* Stated exercise
Please name the two numbered equations from which the math excerpt below says Theorem 3 is obtained.

Thus we have the following theorem.

Theorem 2.

For $m\in Z_{+}$, we have

$$E_{m,p,q}\left(x\right)={\displaystyle \sum _{n=0}^m}{\mathcal{E}}_{n,p,q}(x,\lambda ){\lambda }^{m-n}{S}_2(m,n).$$

Use t instead of $log{(1+\lambda t)}^{1/\lambda }$ in (3), we have

$$\begin{array}{c}{\displaystyle \sum _{n=0}^{\infty }}{E}_{n,p,q}\left(x\right){\left(log{(1+\lambda t)}^{1/\lambda }\right)}^n{\displaystyle \frac{1}{n!}}\hfill \\ ={\left[2\right]}_q{\displaystyle \sum _{m=0}^{\infty }}{(-1)}^m{q}^m{(1+\lambda t)}^{{\displaystyle \frac{{[m+x]}_{p,q}}{\lambda }}}\hfill \\ ={\displaystyle \sum _{m=0}^{\infty }}{\mathcal{E}}_{m,p,q}(x,\lambda ){\displaystyle \frac{t^m}{m!}},\hfill \end{array}$$

(9)

and

$$\begin{array}{c}{\displaystyle \sum _{n=0}^{\infty }}{E}_{n,p,q}\left(x\right){\left(log{(1+\lambda t)}^{1/\lambda }\right)}^n{\displaystyle \frac{1}{n!}}\hfill \\ ={\displaystyle \sum _{m=0}^{\infty }}\left({\displaystyle \sum _{n=0}^m}{E}_{n,p,q}\left(x\right){\lambda }^{m-n}{S}_1(m,n)\right){\displaystyle \frac{t^m}{m!}}.\hfill \end{array}$$

(10)

Thus we have the below theorem from $\left(9\right)$ and $\left(10\right)$.

Theorem 3.

* Given entries

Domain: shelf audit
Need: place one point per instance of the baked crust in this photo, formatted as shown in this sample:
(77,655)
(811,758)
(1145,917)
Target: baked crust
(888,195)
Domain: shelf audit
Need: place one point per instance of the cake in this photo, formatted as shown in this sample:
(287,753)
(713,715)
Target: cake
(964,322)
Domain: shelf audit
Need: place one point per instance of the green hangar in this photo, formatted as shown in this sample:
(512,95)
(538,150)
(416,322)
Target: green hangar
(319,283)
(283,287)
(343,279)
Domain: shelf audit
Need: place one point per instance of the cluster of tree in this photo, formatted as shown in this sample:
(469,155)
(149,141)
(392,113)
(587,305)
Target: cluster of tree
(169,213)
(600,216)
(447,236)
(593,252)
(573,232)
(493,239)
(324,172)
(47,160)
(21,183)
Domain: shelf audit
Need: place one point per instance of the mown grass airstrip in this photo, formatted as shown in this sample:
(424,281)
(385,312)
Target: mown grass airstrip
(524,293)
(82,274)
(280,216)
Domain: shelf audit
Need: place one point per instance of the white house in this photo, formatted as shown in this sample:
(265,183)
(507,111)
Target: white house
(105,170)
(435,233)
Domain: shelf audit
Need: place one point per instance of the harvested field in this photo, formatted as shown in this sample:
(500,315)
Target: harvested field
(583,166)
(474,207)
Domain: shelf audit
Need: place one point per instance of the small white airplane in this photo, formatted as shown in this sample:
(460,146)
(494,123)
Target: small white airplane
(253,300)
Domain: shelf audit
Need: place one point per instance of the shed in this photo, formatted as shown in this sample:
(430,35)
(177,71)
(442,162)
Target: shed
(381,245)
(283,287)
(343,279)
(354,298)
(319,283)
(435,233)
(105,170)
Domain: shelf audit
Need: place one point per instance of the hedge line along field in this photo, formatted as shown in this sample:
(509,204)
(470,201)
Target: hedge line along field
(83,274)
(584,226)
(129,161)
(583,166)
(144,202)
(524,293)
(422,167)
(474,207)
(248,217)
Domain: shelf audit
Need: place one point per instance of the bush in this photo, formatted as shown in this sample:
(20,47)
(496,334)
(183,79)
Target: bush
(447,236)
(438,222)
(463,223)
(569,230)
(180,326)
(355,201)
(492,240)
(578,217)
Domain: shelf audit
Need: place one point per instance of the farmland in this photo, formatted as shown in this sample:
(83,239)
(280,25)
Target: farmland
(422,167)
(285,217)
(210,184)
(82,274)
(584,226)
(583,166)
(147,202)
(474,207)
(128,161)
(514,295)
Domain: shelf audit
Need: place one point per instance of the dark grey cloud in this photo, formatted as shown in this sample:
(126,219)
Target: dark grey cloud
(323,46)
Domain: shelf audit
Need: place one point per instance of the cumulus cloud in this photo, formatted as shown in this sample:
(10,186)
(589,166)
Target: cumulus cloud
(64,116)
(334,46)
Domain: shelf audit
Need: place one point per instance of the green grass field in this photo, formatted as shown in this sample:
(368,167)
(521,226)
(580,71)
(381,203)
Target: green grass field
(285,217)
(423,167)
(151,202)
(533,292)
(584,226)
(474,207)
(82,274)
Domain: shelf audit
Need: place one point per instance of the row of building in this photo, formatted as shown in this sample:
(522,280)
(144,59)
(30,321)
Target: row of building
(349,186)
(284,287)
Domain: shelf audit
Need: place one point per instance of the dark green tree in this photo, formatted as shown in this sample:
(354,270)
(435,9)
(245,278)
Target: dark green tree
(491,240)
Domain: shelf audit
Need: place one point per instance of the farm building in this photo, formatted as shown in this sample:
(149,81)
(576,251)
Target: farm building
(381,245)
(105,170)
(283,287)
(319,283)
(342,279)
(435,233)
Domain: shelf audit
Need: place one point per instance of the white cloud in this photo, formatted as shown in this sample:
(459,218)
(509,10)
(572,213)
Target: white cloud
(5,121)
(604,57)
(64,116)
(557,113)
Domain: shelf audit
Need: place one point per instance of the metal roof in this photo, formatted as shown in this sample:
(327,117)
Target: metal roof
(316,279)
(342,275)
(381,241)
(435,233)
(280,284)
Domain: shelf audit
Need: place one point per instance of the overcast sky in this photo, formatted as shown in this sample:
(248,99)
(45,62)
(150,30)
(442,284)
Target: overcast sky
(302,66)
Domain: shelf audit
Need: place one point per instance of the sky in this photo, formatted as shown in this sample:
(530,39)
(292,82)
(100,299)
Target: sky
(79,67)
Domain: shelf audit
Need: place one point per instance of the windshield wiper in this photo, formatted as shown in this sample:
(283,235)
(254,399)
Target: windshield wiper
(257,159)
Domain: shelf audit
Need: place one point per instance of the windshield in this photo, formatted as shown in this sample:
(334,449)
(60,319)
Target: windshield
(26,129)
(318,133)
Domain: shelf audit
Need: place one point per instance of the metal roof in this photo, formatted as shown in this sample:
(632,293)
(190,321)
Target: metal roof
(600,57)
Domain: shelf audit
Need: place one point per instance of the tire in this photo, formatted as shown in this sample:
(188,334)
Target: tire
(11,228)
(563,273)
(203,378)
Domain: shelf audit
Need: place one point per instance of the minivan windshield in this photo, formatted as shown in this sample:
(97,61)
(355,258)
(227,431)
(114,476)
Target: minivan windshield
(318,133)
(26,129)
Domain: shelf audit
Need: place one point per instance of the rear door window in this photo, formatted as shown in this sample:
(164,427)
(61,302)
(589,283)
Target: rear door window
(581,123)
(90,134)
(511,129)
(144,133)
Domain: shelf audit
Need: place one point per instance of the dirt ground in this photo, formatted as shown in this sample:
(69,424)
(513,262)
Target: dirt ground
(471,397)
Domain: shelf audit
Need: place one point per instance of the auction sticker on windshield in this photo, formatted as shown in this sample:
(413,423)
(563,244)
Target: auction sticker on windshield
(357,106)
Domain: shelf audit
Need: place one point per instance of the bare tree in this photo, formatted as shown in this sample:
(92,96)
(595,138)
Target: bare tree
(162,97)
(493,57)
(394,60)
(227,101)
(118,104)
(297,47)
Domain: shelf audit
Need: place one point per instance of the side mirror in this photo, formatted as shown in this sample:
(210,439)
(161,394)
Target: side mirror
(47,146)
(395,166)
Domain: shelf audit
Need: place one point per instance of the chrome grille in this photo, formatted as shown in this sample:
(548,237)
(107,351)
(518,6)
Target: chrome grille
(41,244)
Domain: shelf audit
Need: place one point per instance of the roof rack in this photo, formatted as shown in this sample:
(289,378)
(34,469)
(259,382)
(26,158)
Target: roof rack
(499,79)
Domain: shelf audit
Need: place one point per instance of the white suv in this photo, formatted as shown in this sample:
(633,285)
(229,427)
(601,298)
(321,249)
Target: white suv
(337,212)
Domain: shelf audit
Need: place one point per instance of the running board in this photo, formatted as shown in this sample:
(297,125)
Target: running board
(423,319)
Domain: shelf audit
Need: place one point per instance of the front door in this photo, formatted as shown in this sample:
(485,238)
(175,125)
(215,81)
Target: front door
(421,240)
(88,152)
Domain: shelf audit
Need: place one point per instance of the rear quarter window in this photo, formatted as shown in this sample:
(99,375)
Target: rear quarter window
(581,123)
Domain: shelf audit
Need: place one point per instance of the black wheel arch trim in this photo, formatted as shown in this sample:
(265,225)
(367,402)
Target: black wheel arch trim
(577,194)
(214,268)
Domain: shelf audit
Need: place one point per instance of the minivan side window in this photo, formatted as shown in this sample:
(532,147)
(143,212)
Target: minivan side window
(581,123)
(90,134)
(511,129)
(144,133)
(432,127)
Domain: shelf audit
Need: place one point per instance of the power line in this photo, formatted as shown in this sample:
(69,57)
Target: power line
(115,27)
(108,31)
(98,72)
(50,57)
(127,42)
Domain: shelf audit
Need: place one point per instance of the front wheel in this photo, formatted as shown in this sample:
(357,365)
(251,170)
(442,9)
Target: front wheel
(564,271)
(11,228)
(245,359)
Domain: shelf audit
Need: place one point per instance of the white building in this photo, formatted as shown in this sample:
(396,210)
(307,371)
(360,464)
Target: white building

* Final answer
Equations (9) and (10).